● SHORT TASK 1: Gather every line of the listing below that contains the string "target".

It feels like there's a lot of firefighting involved in this. [Laughter]

C.C. Paschal 07:20

Exactly. Keep the trains moving.

Nick Quah 07:23

How about you, Emmanuel? Because you're now firmly in the narrative podcasting space, does that require taking, like, a very different path or something?

Emmanuel Dzotsi 07:32

When I first got into this business, I got into audio wanting to work in public radio for like public radio talk shows as a producer. I was a production intern. That job, as like a talk show interview producer, I think is, for public radio, is very similar to the job of a producer for like an interview two-way show for a podcast in some ways, where as a producer, you're coming up with ideas--pitching ideas for like, what the hosts or hosts talk about, or whoever it is that they're going to interview. You're ultimately booking those people, reaching out to them, writing interview questions, prepping with hosts--you're doing a lot of the stuff that C.C. was talking about in terms of writing the copy, all that kind of thing--you still do all of that as a narrative producer. [Laughter] You know what I mean? It's like...

C.C. Paschal 08:20

One thousand percent.

Emmanuel Dzotsi 08:21

You still have to do the pitching, and the booking, and that kind of work. What's different, I think, often what you end up doing as a narrative producer, is what you have to do once the interview's done, you know what I mean? Often the amount of work you're doing in terms of cutting down an interview, and what the end product is, looks very different. So when you're editing, sort of like a two-way interview podcast, you're going to be doing, I think, a lot more work than people realize, right? It's more than just making an interview shorter, of course. You're depending on the show, trying to bring out certain themes in the conversation--themes in a conversation that you probably beforehand have prepped, that's a thing we do in narrative podcasting producing as well--but also, maybe you're looking at opportunities for music, you're thinking about when the ad break is gonna be, you're thinking about times where you want to bring in archival tape or like news tape to help bolster a two-way conversation. Those are sort of the building blocks of how we do narrative podcasts as well. Except, you know, depending on your narrative podcast, you're also having to think about writing. [Laughter] And what your host is saying. But no, I think it's like, often both skills are very similar. And that's why a lot of younger producers or interns who come over to the narrative podcasting space, when they join these narrative podcasting shops, we normally start them out by training them on just being like, "Hey, can you cut this two-way interview for me?" "Can you book these people?" Those are just sort of the basic building blocks of being a producer, I think, no matter what the job is.

Nick Quah 09:57

So what a lot of people who are new to audio may not know is that, as producers, you're often writing for someone else--you know, like a host. What's that like?

Emmanuel Dzotsi 10:08

I mean, like, I worked for a couple of years with Sarah Koenig, very, very much like a writer's writer for the radio. She would mostly just like write most of her own stuff. But like, in terms of giving notes as a producer, like in a group edit, and things like that, I'd often find myself trying to sort of like ape her writing in small ways--not that I could ever do that--and writing like a version of that, that, to be honest, back then, was not that great and that she seldom used. [Laughter] But now I feel like, as a host, and as someone who's produced a little bit more, yeah, it is sort of like inhabiting the voice of the person. A lot of it, I mean, is just being able--I think it's a skill that any people who do any sort of writing for audio pick up, whether you're a producer, if you're a reporter, if you're a host--is just like learning how to write the way somebody talks. And just like understanding that, and just kind of maybe hedging it by saying, "Oh, something like..." and hoping that they just kind of take it. [Laughter] Because ultimately, as the producer, I think you want them to take your note, you want them to use your language. And I feel like we say, "Oh, use something like..." as a way to not get our feelings hurt when inevitably the host kind of rewrites it to sound more like their voice.

● PROVIDED ENTRIES:
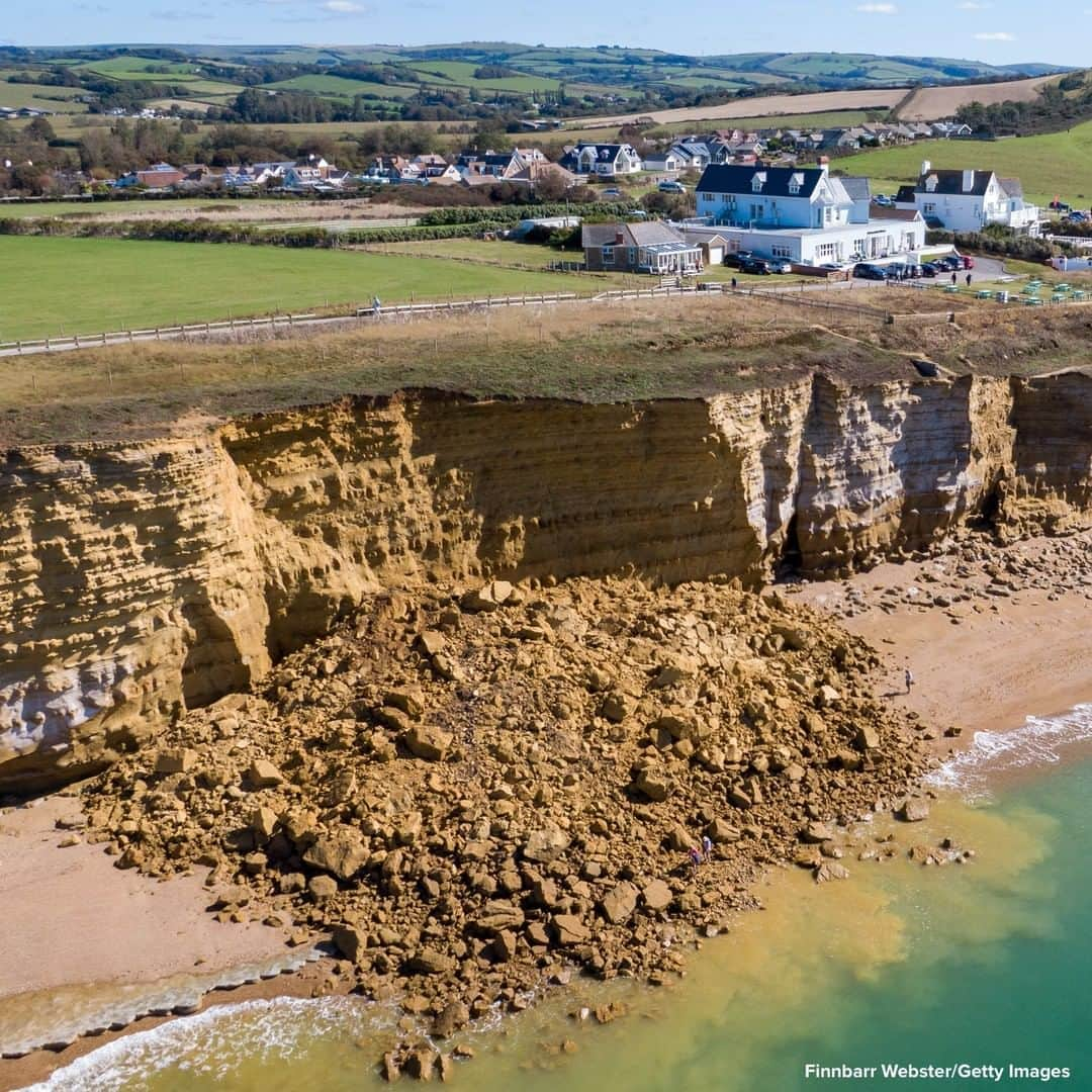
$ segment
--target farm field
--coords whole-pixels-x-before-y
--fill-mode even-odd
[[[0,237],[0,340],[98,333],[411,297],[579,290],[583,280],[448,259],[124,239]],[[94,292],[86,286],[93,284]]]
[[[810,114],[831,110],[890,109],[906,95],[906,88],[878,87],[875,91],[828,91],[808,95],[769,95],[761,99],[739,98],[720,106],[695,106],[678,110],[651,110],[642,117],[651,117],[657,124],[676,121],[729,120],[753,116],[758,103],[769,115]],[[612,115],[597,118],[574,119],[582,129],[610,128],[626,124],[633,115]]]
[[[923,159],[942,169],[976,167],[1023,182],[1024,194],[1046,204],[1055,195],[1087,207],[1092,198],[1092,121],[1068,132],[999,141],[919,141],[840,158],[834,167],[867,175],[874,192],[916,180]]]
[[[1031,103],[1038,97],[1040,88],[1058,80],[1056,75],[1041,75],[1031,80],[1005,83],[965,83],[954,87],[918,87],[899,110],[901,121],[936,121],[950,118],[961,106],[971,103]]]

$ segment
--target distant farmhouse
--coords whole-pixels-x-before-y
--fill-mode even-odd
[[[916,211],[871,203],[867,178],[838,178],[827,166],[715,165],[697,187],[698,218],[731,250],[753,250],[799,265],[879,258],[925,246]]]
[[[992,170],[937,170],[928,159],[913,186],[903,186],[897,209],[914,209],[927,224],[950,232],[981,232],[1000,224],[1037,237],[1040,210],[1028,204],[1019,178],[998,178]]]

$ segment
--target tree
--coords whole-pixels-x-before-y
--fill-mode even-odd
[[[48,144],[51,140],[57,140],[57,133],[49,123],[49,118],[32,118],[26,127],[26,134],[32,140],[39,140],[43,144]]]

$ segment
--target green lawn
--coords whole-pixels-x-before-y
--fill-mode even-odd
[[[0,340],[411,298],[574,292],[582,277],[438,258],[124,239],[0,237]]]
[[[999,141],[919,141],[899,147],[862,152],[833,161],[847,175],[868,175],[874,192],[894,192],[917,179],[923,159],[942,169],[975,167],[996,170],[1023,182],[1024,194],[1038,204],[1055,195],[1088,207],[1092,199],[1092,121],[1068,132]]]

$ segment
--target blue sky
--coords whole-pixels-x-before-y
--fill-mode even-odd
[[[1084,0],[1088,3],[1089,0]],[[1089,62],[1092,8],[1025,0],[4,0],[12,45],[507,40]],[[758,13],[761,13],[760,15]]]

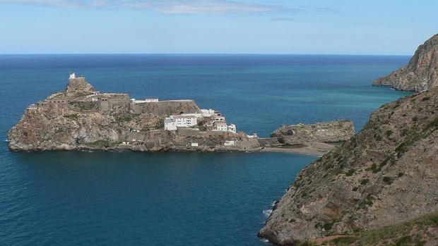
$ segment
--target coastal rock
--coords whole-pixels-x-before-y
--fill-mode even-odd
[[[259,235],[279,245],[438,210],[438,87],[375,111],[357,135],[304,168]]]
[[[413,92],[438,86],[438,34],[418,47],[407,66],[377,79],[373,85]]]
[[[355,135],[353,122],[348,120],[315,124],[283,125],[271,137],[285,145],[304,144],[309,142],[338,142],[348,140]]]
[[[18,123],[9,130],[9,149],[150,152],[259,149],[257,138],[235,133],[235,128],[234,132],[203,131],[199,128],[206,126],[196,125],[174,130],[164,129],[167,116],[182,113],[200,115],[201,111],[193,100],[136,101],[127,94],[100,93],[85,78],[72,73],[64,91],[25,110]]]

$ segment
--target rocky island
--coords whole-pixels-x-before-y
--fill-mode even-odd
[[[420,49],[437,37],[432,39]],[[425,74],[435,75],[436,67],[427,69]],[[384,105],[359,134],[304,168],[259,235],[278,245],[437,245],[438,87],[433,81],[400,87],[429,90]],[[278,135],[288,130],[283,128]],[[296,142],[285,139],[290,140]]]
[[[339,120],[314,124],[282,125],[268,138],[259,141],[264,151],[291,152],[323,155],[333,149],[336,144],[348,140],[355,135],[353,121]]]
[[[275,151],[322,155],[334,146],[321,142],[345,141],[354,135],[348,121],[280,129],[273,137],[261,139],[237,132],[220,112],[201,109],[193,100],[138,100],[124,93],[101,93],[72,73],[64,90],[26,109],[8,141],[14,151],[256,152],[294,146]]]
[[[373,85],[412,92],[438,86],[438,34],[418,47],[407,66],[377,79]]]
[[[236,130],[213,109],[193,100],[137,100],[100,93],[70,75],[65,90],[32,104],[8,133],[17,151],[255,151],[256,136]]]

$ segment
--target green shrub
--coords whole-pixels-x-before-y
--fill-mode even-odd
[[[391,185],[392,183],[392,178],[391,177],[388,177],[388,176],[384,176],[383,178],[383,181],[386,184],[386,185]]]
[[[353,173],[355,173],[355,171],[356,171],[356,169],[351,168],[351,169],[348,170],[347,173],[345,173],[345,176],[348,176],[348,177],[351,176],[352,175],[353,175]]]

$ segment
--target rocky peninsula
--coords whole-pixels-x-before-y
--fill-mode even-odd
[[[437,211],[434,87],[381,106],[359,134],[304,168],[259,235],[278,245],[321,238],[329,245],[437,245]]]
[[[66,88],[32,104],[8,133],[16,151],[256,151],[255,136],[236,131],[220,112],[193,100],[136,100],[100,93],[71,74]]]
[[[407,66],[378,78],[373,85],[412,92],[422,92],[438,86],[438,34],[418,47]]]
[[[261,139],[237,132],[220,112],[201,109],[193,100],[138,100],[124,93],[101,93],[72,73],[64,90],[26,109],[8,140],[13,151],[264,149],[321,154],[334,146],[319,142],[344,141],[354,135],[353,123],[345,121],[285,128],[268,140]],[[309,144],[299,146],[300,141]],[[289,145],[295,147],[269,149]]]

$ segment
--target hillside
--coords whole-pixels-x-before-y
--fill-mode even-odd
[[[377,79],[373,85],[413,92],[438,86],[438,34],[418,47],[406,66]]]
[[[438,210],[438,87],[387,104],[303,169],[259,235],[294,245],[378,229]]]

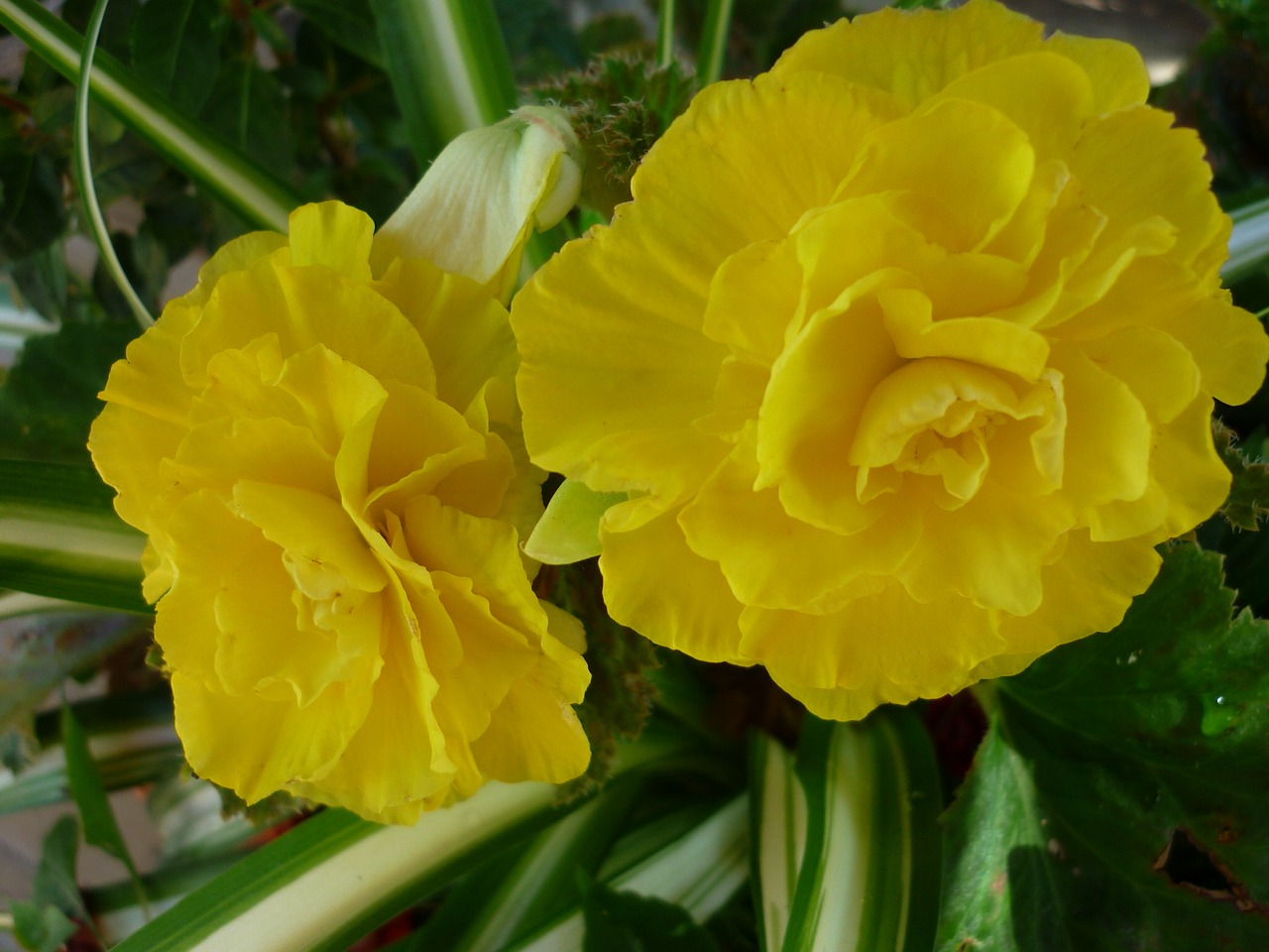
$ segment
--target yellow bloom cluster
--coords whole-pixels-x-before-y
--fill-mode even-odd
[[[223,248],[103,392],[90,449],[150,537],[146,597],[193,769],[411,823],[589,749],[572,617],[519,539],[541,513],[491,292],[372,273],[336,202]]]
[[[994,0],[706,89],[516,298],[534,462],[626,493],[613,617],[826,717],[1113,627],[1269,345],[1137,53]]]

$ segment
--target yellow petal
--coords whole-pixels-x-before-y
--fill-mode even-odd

● SHORT TASK 2: Reproduce the portion of the interview transcript between "When I first" and "mean? It's like...", inclusive.

● TASK RESULT 1:
--target farm field
--target distant farmhouse
--target tree
--target green lawn
--target blue sky
--target coastal rock
--target rocky island
--target green shrub
--target rocky peninsula
--target hillside
--target yellow bloom cluster
--target yellow petal

● TASK RESULT 2:
When I first got into this business, I got into audio wanting to work in public radio for like public radio talk shows as a producer. I was a production intern. That job, as like a talk show interview producer, I think is, for public radio, is very similar to the job of a producer for like an interview two-way show for a podcast in some ways, where as a producer, you're coming up with ideas--pitching ideas for like, what the hosts or hosts talk about, or whoever it is that they're going to interview. You're ultimately booking those people, reaching out to them, writing interview questions, prepping with hosts--you're doing a lot of the stuff that C.C. was talking about in terms of writing the copy, all that kind of thing--you still do all of that as a narrative producer. [Laughter] You know what I mean? It's like...